[Recorded data]

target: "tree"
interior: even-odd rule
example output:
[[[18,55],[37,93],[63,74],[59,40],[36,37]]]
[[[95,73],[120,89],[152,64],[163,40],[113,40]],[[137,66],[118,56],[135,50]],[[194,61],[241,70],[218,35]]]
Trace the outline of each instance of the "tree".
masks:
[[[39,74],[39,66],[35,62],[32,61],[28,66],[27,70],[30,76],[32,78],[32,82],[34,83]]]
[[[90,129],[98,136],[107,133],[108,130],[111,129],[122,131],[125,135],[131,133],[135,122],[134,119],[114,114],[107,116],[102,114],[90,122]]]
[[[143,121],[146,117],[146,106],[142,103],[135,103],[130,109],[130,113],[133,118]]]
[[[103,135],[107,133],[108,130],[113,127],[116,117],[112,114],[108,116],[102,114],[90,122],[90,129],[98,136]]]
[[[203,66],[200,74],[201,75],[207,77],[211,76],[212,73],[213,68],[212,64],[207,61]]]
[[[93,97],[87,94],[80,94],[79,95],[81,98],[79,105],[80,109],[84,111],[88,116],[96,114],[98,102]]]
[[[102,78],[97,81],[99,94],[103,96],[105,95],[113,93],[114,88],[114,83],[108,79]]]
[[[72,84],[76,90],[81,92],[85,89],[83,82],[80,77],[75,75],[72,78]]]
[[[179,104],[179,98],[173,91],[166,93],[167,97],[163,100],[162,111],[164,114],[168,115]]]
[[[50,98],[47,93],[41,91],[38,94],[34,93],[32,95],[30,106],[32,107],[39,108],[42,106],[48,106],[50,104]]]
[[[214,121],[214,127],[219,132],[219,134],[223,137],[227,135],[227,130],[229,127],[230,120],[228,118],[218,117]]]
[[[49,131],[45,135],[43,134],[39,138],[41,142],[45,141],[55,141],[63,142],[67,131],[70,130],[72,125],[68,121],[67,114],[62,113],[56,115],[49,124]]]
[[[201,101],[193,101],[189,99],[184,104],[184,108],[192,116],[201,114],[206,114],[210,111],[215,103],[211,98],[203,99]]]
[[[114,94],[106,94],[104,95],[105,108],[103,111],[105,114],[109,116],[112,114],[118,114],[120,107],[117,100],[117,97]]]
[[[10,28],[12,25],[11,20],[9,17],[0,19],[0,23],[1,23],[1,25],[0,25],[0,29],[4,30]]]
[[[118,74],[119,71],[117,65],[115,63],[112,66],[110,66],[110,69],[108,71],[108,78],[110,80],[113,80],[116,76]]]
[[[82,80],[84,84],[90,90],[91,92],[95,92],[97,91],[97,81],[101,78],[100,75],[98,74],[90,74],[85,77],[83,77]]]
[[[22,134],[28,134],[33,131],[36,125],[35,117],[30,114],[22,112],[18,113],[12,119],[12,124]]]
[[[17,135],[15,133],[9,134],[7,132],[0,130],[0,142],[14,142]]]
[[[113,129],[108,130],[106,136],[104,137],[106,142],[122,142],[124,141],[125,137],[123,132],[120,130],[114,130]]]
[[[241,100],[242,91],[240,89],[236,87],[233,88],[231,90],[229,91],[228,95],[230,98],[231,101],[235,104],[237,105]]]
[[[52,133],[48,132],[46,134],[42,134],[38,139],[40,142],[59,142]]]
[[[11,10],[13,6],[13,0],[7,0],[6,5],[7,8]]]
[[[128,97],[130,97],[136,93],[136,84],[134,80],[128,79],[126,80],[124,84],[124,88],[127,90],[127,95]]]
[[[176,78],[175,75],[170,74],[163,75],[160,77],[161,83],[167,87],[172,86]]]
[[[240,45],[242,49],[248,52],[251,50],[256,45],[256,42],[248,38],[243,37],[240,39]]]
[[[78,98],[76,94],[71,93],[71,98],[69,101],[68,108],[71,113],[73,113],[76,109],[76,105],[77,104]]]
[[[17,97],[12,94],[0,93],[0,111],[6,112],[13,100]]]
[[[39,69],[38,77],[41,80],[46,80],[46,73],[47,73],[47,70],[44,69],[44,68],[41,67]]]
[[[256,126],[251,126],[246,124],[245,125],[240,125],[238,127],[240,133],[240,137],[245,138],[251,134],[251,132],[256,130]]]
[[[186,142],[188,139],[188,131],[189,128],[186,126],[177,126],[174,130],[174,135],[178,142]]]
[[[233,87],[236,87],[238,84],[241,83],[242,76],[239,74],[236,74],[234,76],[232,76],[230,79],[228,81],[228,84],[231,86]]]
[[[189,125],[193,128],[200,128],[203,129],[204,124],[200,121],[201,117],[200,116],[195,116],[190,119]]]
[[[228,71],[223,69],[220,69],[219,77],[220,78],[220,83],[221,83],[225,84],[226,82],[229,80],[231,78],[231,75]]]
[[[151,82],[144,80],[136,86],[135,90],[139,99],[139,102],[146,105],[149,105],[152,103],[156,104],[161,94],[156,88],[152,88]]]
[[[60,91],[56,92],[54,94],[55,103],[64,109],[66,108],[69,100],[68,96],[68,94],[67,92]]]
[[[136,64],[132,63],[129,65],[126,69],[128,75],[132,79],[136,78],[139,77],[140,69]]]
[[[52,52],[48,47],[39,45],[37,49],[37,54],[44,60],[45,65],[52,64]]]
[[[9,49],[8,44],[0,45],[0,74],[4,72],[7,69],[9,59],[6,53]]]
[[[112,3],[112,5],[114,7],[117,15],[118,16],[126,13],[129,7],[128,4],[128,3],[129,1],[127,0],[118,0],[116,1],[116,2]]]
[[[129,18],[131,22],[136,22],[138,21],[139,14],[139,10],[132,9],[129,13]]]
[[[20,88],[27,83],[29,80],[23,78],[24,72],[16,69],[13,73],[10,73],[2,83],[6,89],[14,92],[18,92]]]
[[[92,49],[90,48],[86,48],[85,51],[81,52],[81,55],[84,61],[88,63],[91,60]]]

WORK TO COMPLETE - How many lines in the entries above contain the string "tree"? Case counts. Give only the number.

RESULT FOR THIS TASK - 2